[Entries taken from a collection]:
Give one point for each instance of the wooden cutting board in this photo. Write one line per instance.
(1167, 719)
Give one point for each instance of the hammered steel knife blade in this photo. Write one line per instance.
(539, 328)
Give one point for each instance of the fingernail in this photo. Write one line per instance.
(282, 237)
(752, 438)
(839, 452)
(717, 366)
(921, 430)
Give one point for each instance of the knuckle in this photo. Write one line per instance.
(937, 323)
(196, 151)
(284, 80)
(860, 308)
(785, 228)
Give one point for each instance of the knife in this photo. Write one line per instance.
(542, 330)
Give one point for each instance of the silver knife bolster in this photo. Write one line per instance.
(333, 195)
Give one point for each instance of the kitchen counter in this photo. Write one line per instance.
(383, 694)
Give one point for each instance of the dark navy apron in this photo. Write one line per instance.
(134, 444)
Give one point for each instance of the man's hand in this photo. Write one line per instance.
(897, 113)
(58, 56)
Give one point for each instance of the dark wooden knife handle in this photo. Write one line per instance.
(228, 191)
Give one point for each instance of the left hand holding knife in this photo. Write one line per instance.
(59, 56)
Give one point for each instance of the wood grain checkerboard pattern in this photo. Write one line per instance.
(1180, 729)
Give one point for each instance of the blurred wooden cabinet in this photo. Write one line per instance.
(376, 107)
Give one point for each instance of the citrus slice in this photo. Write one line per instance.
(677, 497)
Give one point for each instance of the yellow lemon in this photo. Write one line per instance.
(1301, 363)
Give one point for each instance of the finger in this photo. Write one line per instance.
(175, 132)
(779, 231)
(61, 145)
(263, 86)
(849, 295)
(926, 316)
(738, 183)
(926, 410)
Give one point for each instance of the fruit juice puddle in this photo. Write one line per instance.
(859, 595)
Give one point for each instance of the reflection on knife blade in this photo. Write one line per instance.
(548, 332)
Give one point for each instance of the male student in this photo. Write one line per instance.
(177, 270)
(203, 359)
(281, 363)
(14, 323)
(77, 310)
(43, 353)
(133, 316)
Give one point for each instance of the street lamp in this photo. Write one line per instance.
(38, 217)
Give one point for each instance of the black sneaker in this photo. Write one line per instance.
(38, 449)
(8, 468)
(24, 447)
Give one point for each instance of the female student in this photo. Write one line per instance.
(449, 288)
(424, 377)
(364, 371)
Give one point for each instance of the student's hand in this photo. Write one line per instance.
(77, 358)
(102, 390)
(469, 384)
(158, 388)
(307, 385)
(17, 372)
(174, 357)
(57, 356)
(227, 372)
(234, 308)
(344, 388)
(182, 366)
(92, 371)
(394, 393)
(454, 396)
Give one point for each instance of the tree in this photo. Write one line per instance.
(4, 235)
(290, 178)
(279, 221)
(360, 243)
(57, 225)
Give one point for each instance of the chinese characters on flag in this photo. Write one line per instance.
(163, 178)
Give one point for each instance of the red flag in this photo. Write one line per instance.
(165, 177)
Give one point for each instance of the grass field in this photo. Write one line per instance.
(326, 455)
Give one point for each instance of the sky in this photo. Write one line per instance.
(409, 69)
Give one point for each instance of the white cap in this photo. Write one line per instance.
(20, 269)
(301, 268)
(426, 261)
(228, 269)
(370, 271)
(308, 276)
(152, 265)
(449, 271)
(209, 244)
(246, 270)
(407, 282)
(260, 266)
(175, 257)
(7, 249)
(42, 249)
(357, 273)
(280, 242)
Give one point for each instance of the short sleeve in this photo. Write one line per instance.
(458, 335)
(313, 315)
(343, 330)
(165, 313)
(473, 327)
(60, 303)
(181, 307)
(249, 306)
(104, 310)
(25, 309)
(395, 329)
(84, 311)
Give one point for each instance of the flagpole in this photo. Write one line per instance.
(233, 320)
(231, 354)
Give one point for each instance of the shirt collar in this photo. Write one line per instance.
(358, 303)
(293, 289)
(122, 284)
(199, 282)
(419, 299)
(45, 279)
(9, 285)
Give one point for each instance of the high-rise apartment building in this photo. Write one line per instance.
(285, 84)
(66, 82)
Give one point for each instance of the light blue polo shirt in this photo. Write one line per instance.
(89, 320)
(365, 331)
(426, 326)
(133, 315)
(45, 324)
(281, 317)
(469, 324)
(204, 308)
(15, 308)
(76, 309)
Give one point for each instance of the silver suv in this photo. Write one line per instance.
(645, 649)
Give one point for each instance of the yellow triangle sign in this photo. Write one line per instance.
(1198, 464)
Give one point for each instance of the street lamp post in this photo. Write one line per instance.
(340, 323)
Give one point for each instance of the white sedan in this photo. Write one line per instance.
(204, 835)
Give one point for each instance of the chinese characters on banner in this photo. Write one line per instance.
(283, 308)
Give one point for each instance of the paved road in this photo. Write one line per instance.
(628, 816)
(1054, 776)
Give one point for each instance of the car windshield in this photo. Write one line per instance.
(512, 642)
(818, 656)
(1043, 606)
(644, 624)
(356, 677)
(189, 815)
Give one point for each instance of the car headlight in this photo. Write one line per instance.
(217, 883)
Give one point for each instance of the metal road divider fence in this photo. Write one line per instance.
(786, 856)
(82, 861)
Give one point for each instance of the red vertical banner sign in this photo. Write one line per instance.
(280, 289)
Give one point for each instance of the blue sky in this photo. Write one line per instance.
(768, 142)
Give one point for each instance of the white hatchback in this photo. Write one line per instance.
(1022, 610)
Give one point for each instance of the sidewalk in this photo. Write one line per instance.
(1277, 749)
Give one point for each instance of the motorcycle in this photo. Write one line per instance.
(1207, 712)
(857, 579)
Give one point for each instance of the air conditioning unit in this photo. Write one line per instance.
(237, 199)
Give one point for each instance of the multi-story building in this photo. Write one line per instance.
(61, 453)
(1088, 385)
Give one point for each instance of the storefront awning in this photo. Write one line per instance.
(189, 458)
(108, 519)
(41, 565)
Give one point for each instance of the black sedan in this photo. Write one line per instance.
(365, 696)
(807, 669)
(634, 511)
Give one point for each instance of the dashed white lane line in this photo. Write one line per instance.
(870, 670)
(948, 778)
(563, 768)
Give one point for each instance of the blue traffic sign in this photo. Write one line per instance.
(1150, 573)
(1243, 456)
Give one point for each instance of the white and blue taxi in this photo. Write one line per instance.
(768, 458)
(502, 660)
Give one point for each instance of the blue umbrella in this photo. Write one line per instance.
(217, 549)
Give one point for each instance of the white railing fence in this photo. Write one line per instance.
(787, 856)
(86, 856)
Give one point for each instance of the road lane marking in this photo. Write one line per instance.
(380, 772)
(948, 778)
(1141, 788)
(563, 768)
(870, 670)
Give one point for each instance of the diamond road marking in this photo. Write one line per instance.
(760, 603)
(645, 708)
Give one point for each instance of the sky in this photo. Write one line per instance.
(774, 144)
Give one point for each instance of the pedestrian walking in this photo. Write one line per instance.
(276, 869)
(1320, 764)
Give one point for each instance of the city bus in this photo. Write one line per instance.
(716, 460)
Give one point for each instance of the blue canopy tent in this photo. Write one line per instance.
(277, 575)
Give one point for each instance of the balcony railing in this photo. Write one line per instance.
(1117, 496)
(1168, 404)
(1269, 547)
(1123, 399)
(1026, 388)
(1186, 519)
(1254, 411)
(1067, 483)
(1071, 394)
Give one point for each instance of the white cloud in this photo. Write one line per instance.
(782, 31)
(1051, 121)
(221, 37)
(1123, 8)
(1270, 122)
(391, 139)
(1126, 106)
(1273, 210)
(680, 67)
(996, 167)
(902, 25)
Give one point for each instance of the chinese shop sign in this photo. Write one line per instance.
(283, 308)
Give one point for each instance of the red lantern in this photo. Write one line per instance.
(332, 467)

[TASK INSTRUCTIONS]:
With the line that contains "Give one point for each instance of the chinese shop" as the first and the final line of the data as the last, repeat every line in that span exactly.

[OUTPUT FOR THIS EXERCISE]:
Give one point for each instance of the chinese shop sign in this photo. Write one line per instance.
(283, 308)
Give one point for each instance of the red lantern in this photo. Write one line per instance.
(332, 467)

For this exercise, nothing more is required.